Go through the data underneath and report how many lines hold the string "point", giving only the number.

*** Data extract Section Begins ***

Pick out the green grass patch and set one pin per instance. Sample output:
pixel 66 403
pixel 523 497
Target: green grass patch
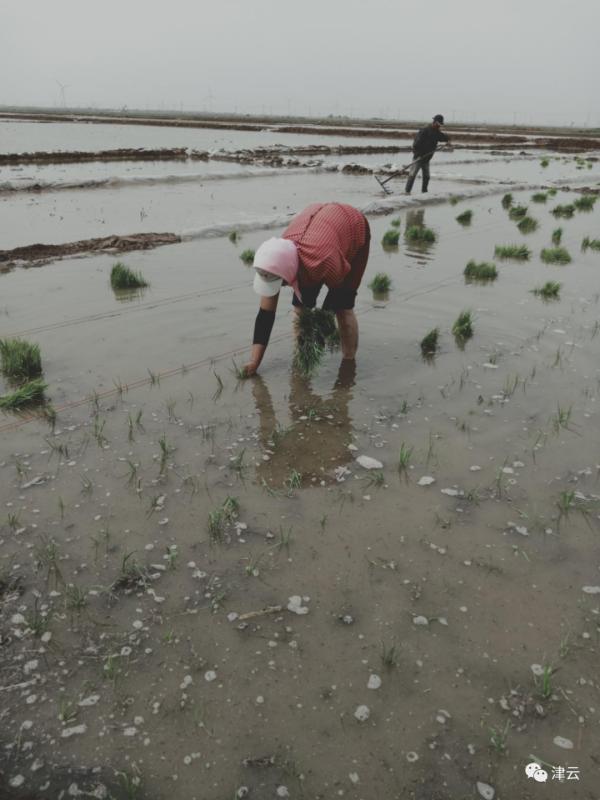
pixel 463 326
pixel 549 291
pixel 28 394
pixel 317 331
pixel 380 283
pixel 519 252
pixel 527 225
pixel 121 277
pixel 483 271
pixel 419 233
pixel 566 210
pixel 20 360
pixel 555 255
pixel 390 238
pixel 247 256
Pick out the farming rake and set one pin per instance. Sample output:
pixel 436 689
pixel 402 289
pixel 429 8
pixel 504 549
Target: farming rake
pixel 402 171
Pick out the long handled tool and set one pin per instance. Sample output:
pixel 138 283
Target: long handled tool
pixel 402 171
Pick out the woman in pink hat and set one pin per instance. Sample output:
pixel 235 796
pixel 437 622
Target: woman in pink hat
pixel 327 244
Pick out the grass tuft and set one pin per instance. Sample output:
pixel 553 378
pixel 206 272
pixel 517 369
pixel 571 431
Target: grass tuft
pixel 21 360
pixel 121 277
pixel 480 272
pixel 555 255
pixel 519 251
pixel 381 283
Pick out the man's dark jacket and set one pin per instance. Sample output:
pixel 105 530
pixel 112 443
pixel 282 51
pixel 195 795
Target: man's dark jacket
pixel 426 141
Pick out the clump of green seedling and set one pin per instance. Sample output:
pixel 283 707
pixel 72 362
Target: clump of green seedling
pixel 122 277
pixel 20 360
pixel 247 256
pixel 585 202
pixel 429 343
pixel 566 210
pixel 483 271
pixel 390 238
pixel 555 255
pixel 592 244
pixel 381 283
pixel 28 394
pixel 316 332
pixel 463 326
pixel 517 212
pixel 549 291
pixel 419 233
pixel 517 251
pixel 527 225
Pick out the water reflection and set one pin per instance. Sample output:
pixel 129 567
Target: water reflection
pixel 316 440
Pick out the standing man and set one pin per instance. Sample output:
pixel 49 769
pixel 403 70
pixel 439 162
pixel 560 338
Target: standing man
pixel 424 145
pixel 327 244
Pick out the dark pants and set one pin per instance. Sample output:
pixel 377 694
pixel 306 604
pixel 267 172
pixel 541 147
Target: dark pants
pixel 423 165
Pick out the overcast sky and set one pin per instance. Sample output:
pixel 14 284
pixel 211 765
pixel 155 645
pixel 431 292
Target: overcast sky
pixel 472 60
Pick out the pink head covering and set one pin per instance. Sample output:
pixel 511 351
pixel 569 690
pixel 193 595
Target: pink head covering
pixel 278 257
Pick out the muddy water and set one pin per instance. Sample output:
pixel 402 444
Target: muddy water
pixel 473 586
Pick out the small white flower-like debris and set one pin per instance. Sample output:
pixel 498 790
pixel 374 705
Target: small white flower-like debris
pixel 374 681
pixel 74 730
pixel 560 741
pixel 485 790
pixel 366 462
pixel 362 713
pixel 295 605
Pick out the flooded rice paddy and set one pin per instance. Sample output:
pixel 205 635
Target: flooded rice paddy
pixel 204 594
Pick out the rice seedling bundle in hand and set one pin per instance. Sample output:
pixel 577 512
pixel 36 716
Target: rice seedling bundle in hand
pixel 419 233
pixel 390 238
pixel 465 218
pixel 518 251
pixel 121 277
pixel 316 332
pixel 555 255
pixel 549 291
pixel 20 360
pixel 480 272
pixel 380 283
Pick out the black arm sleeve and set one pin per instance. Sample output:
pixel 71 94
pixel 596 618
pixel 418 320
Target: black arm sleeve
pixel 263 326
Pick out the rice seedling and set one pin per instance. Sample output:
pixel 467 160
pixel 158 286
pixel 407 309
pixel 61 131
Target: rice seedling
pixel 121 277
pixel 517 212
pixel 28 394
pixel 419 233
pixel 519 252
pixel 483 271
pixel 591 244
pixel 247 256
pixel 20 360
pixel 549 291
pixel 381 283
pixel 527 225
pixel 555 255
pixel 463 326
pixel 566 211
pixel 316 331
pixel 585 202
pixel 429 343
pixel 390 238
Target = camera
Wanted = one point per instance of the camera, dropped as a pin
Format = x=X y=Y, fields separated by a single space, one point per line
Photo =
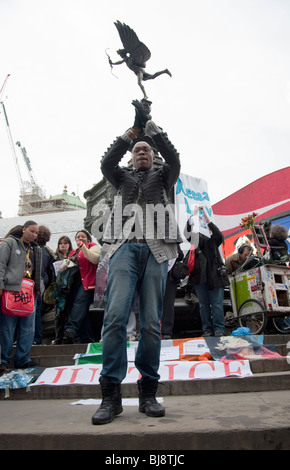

*** Data extract Section Ends ***

- [Problem solution] 2